• Task requirements:
Continue the commentary on Genesis 15:12 from the end of its last paragraph, in the same style.

• Text under study:
Genesis 15:12 - Commentary Critical and Explanatory on the Whole Bible

Bible Comments

And when the sun was going down, a deep sleep fell upon Abram; and, lo, an horror of great darkness fell upon him.

A deep sleep, х tardeemaah (H8639)] - a preternatural sleep, produced by God (see the note at Genesis 11:21).

An horror of great darkness. [The Septuagint has fobos skoteinos megas, a great and awful darkness.] The Scripture represents prophetic visions and dreams as distinct things (Numbers 12:6); for, 'between prophetic visions and dreams generally, there appears to exist this radical distinction, that the former, though sometimes physiologically originating in a particular condition of the body, did not exclude the healthy exercise of the mental faculties, and were granted in the waking state; whereas the latter necessarily took place in a state of somnolency, and were connected with brainular affections.

In visions, mind was raised entirely above the influence of material impressions and former reminiscences, and had all its energies concentrated in the intense contemplation of the supernatural objects directly presented to its view; in dreams there was a resuscitation of former ideas, more or less influenced by the condition of the cerebral organ. In the dream which Abram had, the subject was one which had occupied his thoughts during the day-the posterity which God had promised him. Still, while visions and dreams were distinct, there was a close connection between them, so close that, as Henderson ('On Inspiration') has remarked, 'the one species of revelation occasionally merges into the other.' Such was the case in the experience of Abram.

• Dataset:
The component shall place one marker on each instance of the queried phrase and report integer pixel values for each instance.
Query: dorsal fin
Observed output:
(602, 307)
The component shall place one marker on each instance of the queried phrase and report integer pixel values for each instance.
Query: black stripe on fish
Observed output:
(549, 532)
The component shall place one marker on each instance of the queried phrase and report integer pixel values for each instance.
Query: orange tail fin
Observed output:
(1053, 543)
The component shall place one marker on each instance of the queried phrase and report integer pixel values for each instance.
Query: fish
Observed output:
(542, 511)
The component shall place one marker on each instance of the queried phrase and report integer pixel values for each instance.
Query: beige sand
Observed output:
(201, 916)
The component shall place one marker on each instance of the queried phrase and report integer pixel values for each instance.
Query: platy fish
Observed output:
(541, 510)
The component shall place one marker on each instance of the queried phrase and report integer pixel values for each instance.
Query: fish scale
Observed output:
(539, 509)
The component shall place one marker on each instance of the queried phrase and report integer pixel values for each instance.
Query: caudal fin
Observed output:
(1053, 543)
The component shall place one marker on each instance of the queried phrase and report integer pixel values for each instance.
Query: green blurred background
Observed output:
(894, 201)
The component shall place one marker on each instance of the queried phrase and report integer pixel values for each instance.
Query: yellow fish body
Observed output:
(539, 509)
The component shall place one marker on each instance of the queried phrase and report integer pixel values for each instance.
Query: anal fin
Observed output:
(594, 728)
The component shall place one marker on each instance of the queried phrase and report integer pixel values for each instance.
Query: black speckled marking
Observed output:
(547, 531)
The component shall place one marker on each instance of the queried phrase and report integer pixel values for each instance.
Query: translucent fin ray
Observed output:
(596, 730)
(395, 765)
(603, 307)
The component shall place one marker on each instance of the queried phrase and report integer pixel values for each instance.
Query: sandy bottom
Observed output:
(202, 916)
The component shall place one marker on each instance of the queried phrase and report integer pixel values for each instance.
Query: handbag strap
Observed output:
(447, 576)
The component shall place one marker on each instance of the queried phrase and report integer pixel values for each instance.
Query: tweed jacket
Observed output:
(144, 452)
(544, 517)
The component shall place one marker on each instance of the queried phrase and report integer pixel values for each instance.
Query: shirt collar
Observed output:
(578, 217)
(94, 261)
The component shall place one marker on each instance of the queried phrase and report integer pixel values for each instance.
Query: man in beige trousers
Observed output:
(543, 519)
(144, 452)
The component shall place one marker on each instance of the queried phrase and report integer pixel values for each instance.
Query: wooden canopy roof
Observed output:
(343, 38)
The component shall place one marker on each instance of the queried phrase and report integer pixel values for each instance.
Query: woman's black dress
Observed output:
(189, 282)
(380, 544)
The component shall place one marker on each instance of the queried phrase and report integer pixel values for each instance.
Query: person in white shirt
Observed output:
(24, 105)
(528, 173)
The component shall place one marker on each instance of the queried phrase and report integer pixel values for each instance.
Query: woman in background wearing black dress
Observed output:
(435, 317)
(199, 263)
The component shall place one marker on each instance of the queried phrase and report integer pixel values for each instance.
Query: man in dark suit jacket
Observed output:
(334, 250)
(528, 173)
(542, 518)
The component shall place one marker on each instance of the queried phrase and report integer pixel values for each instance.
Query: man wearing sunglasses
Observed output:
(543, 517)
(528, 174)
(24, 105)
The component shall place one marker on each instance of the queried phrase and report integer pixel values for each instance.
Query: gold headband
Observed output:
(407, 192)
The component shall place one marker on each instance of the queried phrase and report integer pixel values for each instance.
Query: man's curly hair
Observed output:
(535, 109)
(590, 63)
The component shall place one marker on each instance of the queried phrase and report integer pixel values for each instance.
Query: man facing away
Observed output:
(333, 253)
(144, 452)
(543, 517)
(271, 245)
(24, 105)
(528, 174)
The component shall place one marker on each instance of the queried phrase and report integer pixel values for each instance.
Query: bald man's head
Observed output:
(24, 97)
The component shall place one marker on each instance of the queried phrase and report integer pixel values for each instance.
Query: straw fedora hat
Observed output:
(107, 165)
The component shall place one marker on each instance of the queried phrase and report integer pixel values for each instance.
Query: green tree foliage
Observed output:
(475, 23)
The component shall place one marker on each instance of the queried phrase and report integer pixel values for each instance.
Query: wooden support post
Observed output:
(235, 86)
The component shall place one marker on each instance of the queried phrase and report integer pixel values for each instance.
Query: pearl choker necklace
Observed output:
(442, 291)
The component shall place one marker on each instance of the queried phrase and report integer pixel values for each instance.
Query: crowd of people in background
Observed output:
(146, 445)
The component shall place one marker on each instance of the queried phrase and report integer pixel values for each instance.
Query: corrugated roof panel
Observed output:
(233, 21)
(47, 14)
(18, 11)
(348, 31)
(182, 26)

==

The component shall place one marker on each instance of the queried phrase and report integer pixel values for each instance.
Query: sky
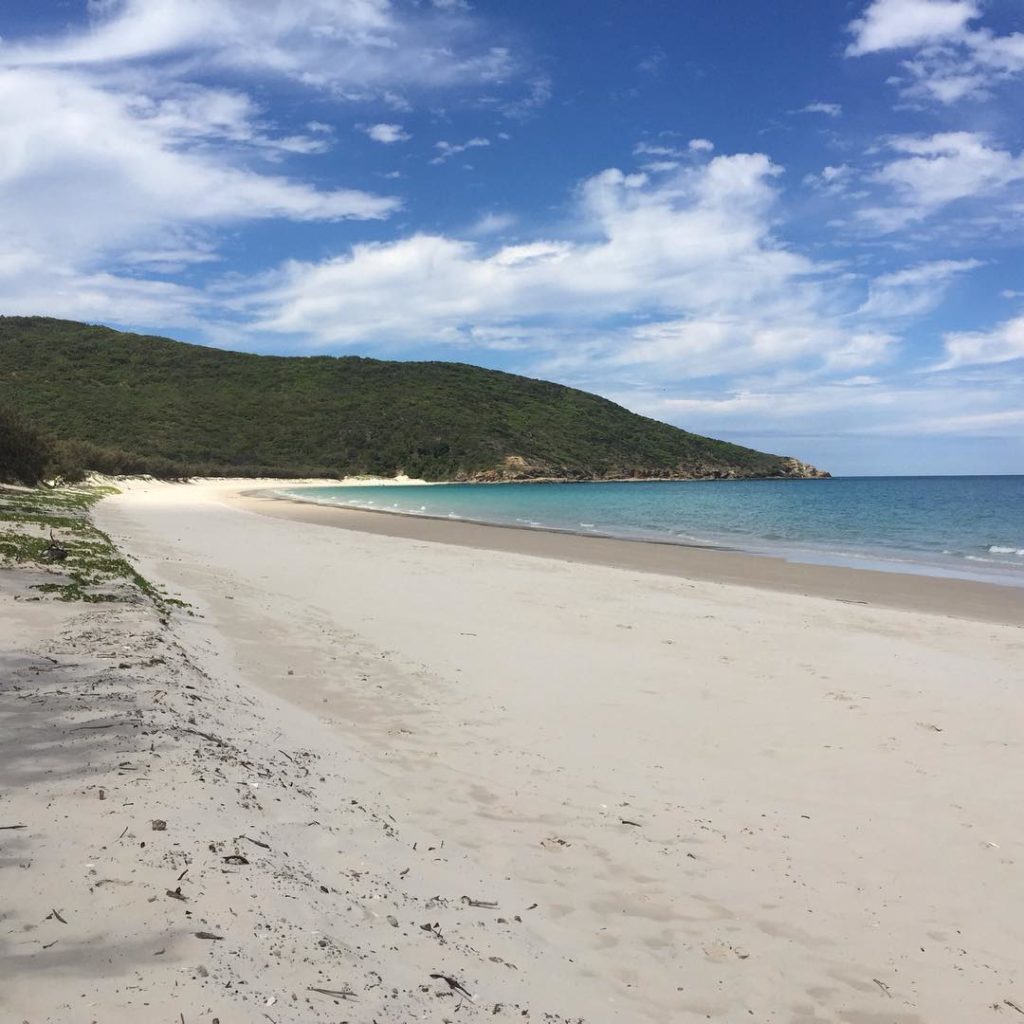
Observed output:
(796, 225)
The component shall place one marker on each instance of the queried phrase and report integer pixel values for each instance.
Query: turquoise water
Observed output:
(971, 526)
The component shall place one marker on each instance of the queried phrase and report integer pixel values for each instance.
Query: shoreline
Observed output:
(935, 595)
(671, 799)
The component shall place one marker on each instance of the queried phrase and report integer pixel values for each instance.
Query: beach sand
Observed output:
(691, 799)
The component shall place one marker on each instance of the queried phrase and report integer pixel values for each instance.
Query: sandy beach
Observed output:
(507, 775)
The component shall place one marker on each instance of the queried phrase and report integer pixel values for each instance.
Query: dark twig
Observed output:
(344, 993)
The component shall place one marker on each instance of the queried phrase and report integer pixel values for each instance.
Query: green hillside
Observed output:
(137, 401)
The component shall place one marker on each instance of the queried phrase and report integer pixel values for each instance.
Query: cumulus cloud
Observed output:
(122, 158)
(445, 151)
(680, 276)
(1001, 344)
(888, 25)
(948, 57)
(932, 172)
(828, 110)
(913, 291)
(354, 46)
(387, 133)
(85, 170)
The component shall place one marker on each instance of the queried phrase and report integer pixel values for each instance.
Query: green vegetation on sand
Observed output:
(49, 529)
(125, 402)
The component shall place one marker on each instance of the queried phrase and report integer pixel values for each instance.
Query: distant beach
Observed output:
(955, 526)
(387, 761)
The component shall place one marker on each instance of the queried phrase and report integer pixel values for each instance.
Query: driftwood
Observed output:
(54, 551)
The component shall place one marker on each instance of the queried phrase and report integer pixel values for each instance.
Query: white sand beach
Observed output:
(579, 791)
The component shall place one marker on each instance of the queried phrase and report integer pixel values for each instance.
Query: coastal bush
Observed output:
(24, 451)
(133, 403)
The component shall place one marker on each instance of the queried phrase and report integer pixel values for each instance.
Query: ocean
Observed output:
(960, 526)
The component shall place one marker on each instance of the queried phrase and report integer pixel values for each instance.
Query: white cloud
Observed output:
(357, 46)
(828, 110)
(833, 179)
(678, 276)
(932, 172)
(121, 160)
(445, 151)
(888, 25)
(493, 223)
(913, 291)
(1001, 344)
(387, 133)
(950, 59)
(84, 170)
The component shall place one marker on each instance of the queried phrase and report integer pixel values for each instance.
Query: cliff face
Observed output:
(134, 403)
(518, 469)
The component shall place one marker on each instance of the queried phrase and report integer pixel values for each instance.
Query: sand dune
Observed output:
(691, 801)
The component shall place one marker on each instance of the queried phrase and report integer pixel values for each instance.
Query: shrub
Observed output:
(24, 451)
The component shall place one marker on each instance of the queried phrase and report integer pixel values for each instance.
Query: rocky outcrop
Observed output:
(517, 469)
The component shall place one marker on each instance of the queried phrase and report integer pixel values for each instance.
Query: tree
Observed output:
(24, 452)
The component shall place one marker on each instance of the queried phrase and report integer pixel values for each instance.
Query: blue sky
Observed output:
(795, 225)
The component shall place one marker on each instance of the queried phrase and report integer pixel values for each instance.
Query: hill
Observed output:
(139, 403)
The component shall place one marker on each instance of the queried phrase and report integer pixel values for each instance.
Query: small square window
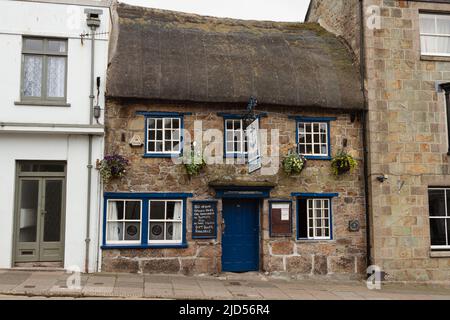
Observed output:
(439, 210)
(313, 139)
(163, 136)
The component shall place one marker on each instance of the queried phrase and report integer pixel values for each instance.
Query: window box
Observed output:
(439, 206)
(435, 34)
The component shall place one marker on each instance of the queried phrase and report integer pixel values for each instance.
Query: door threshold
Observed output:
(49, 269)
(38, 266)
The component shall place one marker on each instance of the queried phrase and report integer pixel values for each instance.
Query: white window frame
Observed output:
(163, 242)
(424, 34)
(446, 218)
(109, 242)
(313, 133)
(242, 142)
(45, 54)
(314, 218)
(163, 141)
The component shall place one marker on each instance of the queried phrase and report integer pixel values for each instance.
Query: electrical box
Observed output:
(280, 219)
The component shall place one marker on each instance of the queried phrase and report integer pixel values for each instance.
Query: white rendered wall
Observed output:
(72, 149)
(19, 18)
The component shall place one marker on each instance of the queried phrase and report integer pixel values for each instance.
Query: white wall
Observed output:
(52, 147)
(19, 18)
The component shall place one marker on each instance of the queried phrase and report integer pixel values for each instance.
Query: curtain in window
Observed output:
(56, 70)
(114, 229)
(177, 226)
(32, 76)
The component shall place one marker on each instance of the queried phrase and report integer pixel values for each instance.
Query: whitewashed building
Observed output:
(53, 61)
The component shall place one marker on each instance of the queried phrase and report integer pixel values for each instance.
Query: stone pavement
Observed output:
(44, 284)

==

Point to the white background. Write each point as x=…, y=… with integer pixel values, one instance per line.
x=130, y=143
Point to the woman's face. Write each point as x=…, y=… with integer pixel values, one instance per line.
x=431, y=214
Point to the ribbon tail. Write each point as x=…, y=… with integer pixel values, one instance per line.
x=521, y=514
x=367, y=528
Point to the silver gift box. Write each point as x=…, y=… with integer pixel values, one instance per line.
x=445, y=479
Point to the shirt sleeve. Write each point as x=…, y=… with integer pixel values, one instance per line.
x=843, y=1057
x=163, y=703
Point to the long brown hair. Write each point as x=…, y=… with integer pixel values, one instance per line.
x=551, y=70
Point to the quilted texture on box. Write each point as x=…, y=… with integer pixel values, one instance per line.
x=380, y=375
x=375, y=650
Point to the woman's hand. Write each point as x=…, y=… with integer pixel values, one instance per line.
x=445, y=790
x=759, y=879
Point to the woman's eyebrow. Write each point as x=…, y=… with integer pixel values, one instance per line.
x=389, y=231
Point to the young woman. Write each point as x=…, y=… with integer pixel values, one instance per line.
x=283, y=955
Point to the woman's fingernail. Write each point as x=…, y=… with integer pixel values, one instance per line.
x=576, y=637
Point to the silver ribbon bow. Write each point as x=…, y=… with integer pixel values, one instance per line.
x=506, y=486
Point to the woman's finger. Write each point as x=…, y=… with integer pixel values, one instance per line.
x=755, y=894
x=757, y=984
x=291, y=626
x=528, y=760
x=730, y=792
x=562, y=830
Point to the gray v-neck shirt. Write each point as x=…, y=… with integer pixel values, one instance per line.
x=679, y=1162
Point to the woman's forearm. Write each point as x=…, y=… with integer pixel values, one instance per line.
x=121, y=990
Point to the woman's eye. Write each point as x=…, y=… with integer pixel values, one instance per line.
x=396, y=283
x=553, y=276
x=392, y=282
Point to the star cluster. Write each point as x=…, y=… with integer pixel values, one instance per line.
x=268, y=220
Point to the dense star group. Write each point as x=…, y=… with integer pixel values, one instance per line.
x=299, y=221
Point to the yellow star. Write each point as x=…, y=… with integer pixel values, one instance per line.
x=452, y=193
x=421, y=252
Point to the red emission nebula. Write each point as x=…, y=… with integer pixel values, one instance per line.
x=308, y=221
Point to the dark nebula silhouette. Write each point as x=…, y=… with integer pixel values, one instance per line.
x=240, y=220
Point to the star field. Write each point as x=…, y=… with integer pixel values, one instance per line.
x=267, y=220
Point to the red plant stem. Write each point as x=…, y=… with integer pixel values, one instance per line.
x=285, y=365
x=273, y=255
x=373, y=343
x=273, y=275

• Response to the task:
The divine communications first took place in the daytime in a vision, but afterward, at sunset, they continued to be made when 'a deep sleep and a horror of great darkness fell upon him.' 'The statement of the time is meant to signify the supernatural character of the darkness and of the sleep, and to denote the difference between a vision and a dream' (Gerlach). That Abram saw in prophetic ecstasy the servitude of his children in Egypt, represented in a panoramic view before his mental eye, is maintained by Hengstenberg, who thinks that this scenic picture accompanied the prediction made to him, and recorded in the following verses-a prediction remarkable for its specific character, and which bears upon its front the marks of having been uttered before the event to which it refers took place.

Genesis 15:12

12 And when the sun was going down, a deep sleep fell upon Abram; and, lo, an horror of great darkness fell upon him.